Exercise instructions » Copy out only those lines running from the line with "Keypoint placement rule: for each instance of the driftwood, put" to the end of the listing, keeping each one exactly as it is.

====

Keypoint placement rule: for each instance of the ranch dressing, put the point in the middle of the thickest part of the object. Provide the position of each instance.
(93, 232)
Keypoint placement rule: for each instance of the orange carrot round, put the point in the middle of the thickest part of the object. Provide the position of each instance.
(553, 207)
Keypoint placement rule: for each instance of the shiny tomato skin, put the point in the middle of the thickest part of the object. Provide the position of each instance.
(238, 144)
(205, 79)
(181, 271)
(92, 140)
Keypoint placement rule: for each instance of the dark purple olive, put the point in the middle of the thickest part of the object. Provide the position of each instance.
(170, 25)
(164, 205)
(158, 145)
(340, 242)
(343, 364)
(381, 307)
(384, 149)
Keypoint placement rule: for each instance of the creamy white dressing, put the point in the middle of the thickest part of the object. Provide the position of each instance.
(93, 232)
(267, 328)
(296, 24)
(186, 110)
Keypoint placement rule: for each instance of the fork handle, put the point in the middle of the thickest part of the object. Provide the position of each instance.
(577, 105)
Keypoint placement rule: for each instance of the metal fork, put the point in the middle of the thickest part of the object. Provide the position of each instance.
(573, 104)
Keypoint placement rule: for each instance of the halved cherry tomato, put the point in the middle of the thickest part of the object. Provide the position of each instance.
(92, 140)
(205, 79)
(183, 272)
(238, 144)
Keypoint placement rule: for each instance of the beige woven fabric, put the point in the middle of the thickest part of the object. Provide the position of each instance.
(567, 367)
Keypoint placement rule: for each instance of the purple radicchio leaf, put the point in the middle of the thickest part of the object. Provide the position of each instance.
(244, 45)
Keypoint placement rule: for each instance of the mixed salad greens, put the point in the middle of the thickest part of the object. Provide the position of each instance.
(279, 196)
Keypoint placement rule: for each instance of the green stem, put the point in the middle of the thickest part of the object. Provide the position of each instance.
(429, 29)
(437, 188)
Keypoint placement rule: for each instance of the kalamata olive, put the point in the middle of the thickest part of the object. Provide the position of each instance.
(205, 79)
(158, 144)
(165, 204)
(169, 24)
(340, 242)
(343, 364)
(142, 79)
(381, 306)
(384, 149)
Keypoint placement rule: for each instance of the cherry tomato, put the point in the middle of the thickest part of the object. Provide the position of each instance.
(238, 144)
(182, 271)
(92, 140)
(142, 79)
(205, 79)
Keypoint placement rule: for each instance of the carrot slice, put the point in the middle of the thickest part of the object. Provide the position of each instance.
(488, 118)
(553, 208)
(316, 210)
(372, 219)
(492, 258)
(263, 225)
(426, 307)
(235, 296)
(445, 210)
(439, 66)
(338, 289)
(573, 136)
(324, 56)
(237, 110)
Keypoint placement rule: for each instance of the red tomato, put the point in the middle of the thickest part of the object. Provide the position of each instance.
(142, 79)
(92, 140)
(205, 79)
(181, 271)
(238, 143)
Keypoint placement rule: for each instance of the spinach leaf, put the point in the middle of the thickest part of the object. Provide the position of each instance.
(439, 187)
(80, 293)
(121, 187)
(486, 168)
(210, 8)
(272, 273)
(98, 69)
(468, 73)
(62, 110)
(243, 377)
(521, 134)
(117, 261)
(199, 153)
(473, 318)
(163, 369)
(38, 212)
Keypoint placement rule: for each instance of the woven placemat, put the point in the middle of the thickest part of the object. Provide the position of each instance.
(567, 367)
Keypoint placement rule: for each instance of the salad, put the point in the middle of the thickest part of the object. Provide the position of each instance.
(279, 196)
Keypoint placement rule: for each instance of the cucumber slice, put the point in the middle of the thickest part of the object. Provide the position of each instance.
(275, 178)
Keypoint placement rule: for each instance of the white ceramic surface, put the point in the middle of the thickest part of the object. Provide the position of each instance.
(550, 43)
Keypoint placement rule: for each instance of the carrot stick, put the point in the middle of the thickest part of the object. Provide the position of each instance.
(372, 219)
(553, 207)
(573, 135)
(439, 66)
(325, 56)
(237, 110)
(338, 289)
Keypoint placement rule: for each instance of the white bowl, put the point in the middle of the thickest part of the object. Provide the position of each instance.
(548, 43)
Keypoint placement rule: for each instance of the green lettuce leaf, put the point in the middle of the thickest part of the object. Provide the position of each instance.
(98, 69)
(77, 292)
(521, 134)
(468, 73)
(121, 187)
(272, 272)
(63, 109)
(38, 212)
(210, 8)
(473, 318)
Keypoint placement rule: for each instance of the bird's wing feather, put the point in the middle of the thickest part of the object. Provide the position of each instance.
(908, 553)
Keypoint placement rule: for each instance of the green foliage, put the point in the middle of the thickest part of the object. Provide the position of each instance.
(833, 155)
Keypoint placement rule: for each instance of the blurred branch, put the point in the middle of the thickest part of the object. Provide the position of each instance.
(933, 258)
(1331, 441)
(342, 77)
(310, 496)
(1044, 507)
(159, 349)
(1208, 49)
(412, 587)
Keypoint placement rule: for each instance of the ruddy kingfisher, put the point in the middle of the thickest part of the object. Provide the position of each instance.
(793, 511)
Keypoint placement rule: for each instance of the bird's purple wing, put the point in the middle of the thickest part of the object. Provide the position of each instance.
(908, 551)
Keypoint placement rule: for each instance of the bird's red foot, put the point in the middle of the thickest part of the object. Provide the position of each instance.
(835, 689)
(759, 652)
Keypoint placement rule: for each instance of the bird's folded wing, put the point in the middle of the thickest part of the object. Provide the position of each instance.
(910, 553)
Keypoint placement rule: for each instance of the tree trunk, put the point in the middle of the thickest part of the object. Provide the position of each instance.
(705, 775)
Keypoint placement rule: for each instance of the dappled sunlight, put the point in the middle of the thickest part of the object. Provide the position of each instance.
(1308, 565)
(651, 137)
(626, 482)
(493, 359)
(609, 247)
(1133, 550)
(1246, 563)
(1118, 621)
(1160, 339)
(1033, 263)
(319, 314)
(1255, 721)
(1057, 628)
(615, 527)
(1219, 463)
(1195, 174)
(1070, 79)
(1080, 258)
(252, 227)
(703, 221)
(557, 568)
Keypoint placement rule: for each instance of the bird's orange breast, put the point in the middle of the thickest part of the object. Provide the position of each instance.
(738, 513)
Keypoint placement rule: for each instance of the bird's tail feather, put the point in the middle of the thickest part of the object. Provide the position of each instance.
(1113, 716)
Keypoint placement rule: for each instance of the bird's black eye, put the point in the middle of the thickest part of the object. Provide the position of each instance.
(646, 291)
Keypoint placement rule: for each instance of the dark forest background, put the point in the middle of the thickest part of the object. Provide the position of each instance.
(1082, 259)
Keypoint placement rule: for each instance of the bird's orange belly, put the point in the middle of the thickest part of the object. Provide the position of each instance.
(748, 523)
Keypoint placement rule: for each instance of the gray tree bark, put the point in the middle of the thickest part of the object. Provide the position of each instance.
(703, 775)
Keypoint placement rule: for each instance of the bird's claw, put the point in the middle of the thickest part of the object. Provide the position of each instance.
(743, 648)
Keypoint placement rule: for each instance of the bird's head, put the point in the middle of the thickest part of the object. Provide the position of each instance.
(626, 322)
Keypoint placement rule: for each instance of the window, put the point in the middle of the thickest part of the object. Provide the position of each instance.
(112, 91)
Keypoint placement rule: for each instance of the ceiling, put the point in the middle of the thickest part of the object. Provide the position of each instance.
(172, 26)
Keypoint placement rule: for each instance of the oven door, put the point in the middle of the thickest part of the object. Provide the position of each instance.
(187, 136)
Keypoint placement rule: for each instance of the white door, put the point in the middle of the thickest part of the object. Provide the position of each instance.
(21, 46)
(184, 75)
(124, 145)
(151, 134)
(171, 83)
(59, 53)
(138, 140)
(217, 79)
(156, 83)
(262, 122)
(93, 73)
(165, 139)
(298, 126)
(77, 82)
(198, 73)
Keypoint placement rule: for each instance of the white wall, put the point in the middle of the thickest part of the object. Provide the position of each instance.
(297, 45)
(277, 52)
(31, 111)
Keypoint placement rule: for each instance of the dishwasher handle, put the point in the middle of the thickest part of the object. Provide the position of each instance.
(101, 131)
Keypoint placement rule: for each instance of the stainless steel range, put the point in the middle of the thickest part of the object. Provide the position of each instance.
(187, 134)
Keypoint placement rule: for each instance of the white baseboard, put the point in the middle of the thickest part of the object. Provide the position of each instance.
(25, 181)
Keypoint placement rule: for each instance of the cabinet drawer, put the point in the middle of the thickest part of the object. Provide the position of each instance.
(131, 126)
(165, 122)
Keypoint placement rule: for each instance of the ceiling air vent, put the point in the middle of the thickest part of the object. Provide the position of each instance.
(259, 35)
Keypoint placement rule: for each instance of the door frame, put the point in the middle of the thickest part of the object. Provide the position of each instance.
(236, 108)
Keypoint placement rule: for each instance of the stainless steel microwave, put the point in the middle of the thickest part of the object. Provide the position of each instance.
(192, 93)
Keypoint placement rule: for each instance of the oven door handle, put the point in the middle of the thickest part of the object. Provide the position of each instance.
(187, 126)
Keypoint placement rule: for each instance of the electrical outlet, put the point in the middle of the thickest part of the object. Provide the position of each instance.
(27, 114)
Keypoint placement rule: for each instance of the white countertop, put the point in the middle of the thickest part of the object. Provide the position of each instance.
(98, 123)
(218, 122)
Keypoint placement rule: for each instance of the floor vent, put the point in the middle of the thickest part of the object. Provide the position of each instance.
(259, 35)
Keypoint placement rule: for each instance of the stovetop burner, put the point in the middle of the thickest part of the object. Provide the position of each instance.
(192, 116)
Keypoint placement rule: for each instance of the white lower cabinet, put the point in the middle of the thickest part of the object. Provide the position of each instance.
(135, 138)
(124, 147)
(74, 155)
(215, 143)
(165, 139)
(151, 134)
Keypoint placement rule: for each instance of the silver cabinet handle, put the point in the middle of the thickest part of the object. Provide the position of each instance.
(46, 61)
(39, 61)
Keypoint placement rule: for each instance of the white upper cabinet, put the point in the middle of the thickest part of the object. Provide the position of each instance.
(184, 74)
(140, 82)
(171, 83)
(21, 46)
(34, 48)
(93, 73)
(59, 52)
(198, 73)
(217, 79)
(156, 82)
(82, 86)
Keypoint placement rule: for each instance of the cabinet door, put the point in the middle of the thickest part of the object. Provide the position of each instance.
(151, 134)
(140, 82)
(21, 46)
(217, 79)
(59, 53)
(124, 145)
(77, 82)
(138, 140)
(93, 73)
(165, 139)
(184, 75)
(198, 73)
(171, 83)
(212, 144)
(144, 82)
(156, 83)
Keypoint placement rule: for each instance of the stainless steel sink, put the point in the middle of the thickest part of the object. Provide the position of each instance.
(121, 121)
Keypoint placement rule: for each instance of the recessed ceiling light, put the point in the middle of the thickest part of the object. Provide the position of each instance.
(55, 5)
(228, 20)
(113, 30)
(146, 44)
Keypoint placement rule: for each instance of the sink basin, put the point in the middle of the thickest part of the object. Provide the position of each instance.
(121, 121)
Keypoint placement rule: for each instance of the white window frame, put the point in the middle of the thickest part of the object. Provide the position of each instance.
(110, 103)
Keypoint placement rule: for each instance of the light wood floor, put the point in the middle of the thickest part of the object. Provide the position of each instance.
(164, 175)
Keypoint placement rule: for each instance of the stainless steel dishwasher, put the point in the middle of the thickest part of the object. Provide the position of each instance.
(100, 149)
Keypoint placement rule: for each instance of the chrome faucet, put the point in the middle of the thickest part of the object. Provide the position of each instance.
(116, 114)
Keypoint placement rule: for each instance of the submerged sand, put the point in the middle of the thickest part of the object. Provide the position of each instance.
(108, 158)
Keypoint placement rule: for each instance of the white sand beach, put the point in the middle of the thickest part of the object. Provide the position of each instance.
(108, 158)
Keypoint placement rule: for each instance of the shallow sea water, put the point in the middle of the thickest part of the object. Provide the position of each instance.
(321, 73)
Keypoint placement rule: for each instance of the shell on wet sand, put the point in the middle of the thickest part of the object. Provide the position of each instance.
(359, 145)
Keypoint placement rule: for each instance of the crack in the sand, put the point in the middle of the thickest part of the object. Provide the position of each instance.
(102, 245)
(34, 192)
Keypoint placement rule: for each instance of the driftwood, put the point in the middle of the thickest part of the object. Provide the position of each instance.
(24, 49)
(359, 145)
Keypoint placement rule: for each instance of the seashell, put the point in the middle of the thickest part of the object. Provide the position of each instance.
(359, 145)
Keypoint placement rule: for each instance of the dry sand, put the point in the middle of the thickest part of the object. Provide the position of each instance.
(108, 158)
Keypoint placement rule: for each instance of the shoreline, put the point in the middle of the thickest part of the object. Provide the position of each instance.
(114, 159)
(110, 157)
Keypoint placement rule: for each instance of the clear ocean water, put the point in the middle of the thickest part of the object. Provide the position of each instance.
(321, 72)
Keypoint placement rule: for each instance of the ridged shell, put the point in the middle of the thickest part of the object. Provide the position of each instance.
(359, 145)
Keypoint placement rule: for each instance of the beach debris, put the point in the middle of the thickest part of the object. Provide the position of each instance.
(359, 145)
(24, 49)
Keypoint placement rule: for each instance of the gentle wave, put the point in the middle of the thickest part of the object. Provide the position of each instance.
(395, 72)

====

The reply »
Keypoint placement rule: for each instance of the driftwood, put the point in the middle of the thickest part of the object. Provide the position of each instance.
(24, 49)
(359, 145)
Keypoint placement rule: for each instance of the seashell, put the point in the middle of the thickest part of the object. Provide the position of each instance.
(359, 145)
Keypoint placement rule: for each instance of the dry sand, put the point in the middle of the thickest part of the object. Provide the position of each instance.
(108, 158)
Keypoint placement rule: for each instance of the shoreline, put the point in the middle of the thickest part of the object. Provide the position of each instance.
(114, 159)
(110, 157)
Keypoint placement rule: for each instance of the clear ocean water, put the point in the middle of the thickest part of the object. Provide the position of each instance.
(321, 72)
Keypoint placement rule: for each instance of the ridged shell, put the point in the middle of the thickest part of the object. Provide the position of each instance.
(359, 145)
Keypoint placement rule: for each instance of the beach debris, put the point in the middle of the thickest part of the object. Provide the position of each instance.
(359, 145)
(24, 49)
Keypoint placement rule: for each instance of the gentle wave, put the point in the middle of the thickest part of the object. Provide the position of each instance.
(395, 72)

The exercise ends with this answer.